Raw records
[BEGIN]
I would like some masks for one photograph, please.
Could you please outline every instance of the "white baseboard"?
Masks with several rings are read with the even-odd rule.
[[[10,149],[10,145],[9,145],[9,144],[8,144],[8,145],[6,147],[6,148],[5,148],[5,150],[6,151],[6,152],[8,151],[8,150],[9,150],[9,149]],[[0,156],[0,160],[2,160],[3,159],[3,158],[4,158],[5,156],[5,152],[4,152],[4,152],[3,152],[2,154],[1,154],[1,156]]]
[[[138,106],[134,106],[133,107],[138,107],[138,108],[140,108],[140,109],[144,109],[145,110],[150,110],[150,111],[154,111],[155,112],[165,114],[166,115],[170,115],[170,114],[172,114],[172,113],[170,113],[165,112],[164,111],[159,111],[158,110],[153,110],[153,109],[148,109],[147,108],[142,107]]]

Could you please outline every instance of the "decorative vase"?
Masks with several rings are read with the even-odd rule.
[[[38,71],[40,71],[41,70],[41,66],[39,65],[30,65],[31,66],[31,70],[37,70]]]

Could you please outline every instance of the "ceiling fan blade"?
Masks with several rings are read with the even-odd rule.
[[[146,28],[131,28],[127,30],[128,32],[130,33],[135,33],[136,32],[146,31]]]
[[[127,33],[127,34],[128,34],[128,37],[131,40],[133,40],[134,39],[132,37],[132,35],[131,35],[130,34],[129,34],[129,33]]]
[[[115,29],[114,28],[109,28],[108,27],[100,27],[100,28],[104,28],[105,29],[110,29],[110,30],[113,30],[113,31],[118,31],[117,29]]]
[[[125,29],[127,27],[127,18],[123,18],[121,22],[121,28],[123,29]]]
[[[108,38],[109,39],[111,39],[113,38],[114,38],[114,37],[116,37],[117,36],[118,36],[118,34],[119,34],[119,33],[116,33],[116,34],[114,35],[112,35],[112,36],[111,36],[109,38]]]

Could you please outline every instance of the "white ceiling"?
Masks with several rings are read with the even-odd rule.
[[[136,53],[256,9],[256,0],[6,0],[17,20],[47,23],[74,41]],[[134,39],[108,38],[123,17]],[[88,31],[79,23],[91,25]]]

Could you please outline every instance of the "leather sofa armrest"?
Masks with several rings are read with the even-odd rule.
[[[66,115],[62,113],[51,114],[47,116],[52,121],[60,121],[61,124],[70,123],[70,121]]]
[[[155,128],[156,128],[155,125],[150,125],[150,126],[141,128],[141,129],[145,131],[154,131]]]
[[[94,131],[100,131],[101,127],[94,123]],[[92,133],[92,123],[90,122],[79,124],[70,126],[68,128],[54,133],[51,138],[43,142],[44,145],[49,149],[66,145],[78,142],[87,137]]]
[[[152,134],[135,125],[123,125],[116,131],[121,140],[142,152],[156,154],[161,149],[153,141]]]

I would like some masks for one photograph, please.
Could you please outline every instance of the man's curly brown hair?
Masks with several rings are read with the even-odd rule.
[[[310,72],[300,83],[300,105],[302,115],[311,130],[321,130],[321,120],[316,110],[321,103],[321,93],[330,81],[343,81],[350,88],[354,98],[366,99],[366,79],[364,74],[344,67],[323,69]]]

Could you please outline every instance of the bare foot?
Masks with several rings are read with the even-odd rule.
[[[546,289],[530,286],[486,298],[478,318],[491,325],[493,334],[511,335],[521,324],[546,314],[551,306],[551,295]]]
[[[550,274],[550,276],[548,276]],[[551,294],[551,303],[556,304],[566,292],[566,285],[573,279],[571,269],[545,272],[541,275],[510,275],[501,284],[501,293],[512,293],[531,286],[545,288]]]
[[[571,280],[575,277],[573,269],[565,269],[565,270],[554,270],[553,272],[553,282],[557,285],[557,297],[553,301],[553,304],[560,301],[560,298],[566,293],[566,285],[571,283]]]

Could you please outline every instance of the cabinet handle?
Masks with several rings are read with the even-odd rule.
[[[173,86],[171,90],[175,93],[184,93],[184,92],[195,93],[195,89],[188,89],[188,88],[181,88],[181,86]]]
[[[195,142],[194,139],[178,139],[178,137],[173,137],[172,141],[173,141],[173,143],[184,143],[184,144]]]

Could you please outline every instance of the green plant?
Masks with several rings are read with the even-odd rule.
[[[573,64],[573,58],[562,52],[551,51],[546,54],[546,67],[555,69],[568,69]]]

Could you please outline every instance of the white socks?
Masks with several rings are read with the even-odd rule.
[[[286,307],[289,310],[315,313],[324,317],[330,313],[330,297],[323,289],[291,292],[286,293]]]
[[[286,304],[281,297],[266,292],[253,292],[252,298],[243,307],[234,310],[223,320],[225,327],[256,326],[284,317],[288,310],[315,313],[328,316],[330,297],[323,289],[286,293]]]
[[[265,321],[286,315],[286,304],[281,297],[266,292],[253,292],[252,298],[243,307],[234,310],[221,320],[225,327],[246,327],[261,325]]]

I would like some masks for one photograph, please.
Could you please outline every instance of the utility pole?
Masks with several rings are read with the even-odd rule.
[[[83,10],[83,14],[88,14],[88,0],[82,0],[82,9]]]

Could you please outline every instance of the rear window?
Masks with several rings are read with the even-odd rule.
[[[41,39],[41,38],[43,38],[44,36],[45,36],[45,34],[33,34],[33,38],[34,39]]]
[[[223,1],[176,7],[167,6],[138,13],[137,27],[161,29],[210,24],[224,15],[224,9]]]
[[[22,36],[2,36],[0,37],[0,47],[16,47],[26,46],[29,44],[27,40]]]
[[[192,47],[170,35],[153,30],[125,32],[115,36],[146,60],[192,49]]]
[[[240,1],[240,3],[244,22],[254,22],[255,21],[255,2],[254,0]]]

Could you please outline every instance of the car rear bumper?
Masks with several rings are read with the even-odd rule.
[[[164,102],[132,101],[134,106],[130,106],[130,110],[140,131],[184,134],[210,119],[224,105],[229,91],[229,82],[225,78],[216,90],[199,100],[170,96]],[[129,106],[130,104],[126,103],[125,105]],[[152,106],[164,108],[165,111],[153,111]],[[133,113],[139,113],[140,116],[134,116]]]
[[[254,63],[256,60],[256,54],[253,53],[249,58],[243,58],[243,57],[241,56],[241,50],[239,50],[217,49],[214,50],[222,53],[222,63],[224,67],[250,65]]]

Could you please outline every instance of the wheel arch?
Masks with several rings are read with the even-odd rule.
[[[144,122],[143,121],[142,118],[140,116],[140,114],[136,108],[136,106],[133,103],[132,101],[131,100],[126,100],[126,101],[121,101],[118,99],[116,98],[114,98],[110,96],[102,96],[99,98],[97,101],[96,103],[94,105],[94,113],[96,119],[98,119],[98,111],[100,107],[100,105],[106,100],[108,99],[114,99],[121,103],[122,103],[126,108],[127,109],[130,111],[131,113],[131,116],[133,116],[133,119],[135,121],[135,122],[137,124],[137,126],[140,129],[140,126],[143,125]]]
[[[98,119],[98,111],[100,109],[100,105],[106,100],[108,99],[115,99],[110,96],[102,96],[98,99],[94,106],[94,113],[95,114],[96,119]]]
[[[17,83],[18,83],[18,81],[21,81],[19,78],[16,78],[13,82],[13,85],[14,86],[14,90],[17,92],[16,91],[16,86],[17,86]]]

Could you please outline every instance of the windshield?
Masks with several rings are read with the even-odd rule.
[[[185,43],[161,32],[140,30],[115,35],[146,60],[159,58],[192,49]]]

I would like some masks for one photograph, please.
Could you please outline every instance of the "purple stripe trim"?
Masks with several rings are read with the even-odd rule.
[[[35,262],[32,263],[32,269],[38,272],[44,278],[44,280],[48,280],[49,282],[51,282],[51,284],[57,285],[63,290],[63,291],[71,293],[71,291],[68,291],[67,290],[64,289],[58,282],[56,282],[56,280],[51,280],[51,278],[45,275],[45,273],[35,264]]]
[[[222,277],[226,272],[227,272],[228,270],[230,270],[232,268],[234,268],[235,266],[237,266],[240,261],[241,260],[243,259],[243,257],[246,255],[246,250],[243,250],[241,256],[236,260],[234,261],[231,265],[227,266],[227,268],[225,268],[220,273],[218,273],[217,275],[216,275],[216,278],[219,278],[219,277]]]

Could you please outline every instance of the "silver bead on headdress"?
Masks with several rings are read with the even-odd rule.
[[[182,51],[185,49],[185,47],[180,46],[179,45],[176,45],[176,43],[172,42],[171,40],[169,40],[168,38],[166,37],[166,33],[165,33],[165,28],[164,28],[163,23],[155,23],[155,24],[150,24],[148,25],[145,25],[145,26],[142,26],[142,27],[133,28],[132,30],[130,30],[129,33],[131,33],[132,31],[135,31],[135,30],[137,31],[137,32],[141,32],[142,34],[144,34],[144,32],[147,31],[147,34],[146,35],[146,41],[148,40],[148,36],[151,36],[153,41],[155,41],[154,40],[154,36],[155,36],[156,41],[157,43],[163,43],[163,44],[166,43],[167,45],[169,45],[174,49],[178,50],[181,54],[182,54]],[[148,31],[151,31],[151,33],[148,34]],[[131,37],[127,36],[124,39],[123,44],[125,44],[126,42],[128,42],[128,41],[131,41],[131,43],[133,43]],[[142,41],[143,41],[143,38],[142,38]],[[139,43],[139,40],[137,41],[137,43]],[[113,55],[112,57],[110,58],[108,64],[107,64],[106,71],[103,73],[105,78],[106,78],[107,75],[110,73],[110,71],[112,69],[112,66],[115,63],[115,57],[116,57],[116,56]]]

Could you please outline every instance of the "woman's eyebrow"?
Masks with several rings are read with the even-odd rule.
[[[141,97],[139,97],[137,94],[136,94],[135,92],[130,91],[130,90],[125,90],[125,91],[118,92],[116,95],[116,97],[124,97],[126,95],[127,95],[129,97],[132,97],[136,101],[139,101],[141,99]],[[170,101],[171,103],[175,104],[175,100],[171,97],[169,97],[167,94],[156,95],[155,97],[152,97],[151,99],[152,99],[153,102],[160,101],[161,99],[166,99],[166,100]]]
[END]
> THE TASK
Extract from the items above everything from the line containing "Could you please outline every instance of the white" down to the line containing "[[[240,1],[240,3],[244,22],[254,22],[255,21],[255,2],[254,0]]]", including both of those lines, and reproduce it verbatim.

> SOLUTION TO THE PROBLEM
Could you please outline every instance of the white socks?
Masks with several rings are read with the even-odd rule.
[[[286,307],[289,310],[315,313],[324,317],[330,313],[330,297],[323,289],[291,292],[286,293]]]
[[[286,304],[281,297],[266,292],[253,292],[252,298],[243,307],[234,310],[223,320],[225,327],[256,326],[284,317],[288,310],[315,313],[328,316],[330,297],[323,289],[286,293]]]
[[[265,321],[286,315],[286,304],[281,297],[266,292],[253,292],[252,298],[243,307],[234,310],[221,320],[225,327],[246,327],[261,325]]]

I would like some masks for one photograph, please.
Could you please outline every instance of the utility pole?
Masks with several rings are read with the even-odd rule.
[[[83,10],[83,14],[88,14],[88,0],[82,0],[82,9]]]

Could you please outline every instance of the rear window?
Masks with several rings are read with the even-odd rule.
[[[41,39],[41,38],[43,38],[44,36],[45,36],[45,34],[33,34],[33,38],[34,39]]]
[[[223,1],[176,7],[167,6],[138,13],[137,27],[161,29],[210,24],[224,15],[224,9]]]
[[[22,36],[2,36],[0,37],[0,47],[16,47],[26,46],[29,44],[27,40]]]
[[[192,47],[170,35],[153,30],[125,32],[115,36],[146,60],[192,49]]]
[[[240,1],[240,3],[244,22],[254,22],[255,21],[255,2],[254,0]]]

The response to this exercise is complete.